### [Your task]
Put the items in the stretch from the line containing "Drop a pin on every instance of the mirrored" through the line containing "x=205, y=280" into a two-column CSV with the headers request and answer, one row per item. Place each item's text and its answer in a single quoted field apiece, turning any line breaks into spaces.

* Begin *

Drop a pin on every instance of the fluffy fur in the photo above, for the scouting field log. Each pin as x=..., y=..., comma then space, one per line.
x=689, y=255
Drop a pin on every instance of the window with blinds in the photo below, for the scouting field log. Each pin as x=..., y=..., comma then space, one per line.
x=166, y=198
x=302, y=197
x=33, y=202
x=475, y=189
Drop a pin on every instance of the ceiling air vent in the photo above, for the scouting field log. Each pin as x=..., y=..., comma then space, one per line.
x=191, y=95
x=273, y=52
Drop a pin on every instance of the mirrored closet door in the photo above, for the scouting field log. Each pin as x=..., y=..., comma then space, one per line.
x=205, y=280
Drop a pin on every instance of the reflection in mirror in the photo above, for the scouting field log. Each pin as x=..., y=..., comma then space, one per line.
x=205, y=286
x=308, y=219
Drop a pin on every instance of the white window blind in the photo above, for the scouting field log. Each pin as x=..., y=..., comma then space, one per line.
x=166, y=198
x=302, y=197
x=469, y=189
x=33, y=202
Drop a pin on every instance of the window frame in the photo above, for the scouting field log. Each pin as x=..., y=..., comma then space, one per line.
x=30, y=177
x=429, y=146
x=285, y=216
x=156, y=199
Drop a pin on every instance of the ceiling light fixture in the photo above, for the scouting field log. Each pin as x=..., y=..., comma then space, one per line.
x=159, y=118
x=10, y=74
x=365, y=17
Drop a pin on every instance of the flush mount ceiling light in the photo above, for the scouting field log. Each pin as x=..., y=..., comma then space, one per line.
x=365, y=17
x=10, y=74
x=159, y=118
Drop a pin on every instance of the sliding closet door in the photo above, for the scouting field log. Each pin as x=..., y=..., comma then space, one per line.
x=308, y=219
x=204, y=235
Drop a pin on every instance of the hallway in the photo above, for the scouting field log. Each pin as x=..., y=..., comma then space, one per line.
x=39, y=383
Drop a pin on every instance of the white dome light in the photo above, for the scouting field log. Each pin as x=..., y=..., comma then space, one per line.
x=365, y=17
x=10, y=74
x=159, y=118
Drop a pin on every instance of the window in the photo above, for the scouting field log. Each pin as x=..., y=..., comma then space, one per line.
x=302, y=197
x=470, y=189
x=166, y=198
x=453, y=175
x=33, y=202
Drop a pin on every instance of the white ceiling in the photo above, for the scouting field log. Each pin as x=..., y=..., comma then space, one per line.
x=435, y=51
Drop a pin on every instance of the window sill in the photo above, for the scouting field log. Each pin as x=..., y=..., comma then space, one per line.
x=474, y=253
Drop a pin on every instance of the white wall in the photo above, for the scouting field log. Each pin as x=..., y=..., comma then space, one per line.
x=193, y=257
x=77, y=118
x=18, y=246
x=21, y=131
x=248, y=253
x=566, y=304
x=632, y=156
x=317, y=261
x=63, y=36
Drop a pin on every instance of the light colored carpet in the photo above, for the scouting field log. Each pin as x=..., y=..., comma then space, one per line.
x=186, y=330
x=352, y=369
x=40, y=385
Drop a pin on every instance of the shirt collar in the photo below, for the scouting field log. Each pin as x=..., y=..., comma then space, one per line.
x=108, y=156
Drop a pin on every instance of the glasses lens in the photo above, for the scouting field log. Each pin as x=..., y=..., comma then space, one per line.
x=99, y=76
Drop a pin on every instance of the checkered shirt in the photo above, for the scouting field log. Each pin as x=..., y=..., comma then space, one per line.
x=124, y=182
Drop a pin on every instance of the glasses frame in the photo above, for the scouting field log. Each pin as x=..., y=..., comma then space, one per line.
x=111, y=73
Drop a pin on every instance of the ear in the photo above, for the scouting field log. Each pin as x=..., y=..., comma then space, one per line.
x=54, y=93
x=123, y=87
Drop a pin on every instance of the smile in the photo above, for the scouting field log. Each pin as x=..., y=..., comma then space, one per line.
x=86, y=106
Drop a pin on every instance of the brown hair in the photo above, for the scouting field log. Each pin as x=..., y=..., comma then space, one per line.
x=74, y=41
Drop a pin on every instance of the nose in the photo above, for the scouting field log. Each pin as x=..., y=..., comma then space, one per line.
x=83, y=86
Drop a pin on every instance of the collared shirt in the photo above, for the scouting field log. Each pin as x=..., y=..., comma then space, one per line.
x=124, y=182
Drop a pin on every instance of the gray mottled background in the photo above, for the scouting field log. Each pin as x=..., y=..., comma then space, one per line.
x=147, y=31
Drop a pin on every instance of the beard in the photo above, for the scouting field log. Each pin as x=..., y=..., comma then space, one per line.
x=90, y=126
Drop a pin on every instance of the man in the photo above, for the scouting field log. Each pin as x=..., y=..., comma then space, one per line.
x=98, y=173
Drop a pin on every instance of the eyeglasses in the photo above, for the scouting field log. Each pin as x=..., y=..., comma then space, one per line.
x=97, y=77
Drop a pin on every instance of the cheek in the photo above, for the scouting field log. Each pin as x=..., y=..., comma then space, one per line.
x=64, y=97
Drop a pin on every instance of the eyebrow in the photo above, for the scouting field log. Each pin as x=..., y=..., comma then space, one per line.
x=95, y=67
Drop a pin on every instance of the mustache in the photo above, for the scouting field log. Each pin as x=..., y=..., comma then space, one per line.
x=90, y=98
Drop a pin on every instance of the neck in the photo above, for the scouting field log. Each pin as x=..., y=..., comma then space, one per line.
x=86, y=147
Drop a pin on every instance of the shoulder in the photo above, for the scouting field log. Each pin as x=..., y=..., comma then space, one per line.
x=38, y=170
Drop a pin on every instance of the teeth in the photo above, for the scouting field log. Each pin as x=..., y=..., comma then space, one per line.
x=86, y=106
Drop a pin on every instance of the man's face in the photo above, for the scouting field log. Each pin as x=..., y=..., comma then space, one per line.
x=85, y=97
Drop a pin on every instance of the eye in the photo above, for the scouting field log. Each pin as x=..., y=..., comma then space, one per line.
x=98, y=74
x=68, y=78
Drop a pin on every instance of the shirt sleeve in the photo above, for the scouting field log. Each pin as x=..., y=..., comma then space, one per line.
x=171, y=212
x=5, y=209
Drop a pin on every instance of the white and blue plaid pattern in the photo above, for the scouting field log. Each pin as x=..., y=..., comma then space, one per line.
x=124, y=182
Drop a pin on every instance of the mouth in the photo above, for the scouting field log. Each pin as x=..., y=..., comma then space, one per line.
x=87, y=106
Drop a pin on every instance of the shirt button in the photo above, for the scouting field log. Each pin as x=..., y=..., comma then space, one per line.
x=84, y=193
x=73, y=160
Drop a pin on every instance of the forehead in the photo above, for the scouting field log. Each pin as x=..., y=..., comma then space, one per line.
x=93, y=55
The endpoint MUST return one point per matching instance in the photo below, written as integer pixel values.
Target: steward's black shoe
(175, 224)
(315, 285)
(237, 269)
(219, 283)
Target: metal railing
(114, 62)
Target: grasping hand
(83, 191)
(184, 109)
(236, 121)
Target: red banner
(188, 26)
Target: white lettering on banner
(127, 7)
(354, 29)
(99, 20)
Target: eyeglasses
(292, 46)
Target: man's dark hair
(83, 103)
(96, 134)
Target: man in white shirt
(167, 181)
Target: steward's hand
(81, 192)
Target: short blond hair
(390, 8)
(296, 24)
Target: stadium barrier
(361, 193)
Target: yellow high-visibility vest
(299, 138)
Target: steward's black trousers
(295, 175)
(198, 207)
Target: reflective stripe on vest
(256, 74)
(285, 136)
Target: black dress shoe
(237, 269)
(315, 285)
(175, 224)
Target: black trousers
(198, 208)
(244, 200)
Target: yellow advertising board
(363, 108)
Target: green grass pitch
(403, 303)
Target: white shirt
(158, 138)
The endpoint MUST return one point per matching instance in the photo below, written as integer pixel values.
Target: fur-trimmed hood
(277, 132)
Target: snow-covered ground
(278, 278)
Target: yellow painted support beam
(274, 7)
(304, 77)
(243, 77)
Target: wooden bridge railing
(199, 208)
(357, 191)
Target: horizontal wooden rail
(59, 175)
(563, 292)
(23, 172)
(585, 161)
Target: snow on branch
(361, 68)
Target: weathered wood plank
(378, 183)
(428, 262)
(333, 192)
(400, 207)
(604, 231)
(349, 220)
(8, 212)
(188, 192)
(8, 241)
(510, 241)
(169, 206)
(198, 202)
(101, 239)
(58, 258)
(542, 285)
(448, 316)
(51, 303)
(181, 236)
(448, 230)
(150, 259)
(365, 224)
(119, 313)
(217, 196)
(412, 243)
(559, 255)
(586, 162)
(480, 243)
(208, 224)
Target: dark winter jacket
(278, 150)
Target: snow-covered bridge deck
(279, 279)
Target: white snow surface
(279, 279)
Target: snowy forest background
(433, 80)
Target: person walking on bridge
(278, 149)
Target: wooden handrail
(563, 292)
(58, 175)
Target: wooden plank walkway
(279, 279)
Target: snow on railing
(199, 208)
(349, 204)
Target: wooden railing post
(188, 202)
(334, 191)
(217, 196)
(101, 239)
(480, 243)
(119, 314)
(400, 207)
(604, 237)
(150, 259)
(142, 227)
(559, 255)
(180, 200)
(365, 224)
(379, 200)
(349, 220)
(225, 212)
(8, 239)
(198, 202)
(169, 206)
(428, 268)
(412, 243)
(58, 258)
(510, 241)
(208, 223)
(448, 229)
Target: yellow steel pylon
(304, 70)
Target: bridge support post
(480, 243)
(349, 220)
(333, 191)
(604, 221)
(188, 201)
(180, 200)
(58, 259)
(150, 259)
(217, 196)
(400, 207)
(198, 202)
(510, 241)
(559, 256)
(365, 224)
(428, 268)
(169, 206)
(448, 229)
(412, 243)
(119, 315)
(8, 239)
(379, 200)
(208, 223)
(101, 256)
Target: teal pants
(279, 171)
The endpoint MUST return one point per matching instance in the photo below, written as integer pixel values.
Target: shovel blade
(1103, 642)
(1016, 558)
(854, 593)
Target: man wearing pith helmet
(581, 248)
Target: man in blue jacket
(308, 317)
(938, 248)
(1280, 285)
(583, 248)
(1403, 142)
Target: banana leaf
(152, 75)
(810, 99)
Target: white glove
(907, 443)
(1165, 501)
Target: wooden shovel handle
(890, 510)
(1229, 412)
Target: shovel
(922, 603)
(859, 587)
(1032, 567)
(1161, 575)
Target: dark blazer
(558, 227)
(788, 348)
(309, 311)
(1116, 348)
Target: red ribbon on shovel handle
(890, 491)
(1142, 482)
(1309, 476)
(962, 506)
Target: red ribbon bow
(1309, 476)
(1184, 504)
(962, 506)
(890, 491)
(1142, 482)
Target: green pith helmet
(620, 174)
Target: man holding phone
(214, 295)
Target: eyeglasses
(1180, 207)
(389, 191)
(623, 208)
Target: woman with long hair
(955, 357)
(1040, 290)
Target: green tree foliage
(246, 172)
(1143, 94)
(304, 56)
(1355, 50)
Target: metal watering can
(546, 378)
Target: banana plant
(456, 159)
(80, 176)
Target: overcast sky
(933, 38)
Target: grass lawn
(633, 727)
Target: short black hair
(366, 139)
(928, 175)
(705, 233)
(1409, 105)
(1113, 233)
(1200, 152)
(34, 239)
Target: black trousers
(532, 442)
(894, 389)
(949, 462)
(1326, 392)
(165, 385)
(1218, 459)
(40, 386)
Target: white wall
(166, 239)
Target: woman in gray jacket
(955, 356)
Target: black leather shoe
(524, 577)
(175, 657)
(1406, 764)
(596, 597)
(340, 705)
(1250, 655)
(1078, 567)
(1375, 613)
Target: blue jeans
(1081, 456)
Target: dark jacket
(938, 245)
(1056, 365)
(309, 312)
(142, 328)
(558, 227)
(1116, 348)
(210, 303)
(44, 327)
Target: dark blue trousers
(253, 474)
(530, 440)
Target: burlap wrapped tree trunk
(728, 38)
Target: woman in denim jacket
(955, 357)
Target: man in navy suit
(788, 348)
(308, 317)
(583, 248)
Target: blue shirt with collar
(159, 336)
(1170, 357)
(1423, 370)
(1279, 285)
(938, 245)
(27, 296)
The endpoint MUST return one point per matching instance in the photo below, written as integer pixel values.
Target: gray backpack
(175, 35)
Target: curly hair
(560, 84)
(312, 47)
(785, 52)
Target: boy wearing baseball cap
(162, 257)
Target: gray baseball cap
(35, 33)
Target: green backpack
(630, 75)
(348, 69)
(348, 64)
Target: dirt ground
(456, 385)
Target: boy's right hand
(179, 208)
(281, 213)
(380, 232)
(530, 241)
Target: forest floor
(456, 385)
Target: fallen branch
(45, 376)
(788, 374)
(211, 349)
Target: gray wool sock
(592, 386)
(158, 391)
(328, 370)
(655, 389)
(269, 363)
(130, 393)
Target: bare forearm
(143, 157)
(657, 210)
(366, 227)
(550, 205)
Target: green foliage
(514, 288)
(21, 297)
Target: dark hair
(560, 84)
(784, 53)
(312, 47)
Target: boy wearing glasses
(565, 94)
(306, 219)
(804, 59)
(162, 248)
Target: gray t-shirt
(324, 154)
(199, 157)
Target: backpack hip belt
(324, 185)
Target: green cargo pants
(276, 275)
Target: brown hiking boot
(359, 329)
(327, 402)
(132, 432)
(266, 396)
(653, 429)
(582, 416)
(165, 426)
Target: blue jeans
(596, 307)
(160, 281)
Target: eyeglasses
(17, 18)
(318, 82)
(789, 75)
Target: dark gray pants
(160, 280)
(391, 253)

* End *

### [Reply to the task]
request,answer
"Drop a pin on every instance of the mirrored closet door in the photo above, for the scouting field log. Each pin as x=..., y=..., comma then space, one per line.","x=205, y=280"